Source text
· · · ·
On Tuesday, Tim and I drove up the coast to a beautiful beach with magnificent rocks rising from the waves.

We set out for a walk along the ocean.  We let Ducky off the leash to run, explore, … and chew on logs.

Although the view was stunning, the walking was challenging.  The beach was covered with a thick layer of smooth small rocks that grabbed at our feet and turned our ankles.  I was especially tentative as we picked our way over the rocks because I’m still recovering from a severely broken ankle and have NO desire to break it again.

Even though the going was slow and rough, we kept on.  We could see an outcropping headland in the distance, and we wanted to get to it.

It took us an hour and fifteen minutes to cover that distance.  While Tim and Ducky explored the larger rocks at the headland, I perched on a log and watched the ocean froth and surge.   Finally, we turned and headed back.  I wasn’t keen on all that struggling through rock for another hour and fifteen minutes, but what choice did we have?
· · · ·
Copy the beach walk text word for word, starting at "On Tuesday, Tim" and ending at "break it again.".

(Point annotation dataset records)
· · · ·
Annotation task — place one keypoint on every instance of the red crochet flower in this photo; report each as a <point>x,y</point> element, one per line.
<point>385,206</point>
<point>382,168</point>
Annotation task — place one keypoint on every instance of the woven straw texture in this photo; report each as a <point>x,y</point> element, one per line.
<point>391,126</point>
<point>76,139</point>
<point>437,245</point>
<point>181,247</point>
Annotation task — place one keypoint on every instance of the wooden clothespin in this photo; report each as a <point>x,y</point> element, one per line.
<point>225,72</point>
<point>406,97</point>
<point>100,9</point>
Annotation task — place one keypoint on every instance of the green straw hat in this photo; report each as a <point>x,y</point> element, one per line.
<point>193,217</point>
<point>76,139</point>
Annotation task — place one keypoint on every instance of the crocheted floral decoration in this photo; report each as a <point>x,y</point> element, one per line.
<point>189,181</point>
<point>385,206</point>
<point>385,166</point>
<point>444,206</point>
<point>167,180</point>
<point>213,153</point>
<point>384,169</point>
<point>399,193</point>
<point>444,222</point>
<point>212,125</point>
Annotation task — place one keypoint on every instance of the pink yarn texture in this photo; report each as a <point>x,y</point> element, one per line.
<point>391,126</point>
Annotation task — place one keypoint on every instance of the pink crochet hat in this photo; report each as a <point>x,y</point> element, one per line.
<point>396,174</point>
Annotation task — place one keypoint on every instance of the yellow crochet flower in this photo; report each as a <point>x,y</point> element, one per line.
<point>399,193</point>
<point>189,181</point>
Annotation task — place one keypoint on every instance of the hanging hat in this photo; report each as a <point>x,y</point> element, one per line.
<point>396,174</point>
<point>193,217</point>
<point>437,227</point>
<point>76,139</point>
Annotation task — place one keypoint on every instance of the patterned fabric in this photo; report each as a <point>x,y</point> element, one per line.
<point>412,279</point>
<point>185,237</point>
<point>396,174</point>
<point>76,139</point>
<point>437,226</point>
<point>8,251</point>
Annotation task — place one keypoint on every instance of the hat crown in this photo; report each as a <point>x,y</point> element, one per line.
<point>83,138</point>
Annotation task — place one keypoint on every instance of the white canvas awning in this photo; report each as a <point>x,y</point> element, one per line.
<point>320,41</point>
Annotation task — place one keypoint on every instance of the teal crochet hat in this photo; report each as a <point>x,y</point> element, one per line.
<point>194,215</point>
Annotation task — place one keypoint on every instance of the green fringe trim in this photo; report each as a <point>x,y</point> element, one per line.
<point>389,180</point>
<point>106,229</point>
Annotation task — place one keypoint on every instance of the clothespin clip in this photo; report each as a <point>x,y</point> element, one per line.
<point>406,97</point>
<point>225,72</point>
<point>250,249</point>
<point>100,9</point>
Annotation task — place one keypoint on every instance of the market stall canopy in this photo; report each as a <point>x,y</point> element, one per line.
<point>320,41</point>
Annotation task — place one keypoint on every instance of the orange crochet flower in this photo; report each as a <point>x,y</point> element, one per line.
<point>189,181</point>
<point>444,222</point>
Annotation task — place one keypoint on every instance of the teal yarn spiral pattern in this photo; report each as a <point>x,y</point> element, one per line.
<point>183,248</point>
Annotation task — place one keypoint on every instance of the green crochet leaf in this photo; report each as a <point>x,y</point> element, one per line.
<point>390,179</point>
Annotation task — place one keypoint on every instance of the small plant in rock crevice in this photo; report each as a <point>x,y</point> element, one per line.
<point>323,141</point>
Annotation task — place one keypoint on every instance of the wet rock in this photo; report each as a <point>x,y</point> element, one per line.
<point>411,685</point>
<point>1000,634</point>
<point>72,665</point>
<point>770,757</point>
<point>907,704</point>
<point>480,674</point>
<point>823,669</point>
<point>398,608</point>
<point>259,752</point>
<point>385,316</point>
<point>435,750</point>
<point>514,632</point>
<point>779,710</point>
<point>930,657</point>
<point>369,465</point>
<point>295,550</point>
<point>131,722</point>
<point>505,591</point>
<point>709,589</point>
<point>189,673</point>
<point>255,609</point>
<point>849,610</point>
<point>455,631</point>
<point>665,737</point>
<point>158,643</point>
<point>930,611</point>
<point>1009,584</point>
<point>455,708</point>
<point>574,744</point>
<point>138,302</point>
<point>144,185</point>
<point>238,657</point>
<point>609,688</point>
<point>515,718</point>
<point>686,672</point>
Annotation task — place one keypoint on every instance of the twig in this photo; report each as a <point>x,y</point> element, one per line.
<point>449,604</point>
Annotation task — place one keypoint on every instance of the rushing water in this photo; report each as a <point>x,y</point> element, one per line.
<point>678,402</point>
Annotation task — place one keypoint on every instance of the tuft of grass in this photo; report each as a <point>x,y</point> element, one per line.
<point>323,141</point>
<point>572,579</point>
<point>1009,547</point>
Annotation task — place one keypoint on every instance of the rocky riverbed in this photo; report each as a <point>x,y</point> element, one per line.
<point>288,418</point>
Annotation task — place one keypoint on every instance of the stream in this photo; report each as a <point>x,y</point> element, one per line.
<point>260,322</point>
· · · ·
Reply to the exercise
On Tuesday, Tim and I drove up the coast to a beautiful beach with magnificent rocks rising from the waves.

We set out for a walk along the ocean.  We let Ducky off the leash to run, explore, … and chew on logs.

Although the view was stunning, the walking was challenging.  The beach was covered with a thick layer of smooth small rocks that grabbed at our feet and turned our ankles.  I was especially tentative as we picked our way over the rocks because I’m still recovering from a severely broken ankle and have NO desire to break it again.